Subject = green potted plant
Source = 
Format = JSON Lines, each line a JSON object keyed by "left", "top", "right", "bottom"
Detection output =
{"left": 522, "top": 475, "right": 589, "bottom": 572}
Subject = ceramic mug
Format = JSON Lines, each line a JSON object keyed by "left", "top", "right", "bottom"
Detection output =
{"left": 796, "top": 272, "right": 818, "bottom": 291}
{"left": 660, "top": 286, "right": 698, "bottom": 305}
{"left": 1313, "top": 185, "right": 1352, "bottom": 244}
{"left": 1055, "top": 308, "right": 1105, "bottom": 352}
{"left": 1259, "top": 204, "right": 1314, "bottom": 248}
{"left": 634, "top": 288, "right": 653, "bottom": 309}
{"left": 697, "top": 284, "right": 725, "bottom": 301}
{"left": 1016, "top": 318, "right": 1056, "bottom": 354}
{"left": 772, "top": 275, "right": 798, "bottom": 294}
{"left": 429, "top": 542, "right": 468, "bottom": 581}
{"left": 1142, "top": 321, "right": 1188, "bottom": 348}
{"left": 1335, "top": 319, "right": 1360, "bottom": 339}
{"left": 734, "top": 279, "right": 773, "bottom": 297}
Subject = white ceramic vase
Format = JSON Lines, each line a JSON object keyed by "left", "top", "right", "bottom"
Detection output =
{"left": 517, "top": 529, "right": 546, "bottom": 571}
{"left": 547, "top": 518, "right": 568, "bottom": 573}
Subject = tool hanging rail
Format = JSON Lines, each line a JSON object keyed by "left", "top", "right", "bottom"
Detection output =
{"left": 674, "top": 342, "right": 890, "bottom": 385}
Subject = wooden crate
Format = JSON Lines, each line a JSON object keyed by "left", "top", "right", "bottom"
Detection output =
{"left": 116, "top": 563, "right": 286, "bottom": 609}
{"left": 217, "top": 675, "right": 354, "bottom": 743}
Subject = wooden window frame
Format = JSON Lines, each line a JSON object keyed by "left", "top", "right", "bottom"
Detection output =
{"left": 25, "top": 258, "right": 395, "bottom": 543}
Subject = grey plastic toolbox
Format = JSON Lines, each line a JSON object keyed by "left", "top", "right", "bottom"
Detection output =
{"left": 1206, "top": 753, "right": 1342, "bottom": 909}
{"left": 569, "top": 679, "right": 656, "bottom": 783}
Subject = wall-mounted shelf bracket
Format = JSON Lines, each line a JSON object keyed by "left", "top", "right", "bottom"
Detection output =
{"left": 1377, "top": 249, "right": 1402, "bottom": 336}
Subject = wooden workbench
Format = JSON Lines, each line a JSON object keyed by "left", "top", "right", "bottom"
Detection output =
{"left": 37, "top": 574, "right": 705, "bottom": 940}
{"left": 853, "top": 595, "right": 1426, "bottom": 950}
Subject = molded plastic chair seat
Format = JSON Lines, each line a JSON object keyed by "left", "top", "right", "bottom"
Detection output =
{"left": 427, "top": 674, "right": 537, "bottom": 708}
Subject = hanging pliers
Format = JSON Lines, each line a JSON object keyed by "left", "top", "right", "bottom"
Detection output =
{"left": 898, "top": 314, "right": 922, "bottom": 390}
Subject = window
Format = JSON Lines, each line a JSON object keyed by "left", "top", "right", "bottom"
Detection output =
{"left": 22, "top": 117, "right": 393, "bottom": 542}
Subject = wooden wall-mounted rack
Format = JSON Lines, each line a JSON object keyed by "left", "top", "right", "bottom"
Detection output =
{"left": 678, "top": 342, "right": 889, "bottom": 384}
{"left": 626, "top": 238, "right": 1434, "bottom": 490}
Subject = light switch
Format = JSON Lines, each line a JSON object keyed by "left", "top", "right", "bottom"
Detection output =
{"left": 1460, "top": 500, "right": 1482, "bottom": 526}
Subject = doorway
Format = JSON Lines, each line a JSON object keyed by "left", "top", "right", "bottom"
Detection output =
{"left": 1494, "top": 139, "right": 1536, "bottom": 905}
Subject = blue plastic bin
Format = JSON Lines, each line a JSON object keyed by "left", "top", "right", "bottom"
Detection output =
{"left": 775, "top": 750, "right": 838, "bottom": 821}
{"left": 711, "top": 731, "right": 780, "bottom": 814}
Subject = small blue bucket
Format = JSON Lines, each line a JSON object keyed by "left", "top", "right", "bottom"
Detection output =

__Problem description__. Which of the lines above hold the string "blue"? Pick each of them out.

__Result__.
Subject = blue plastic bin
Subject = small blue bucket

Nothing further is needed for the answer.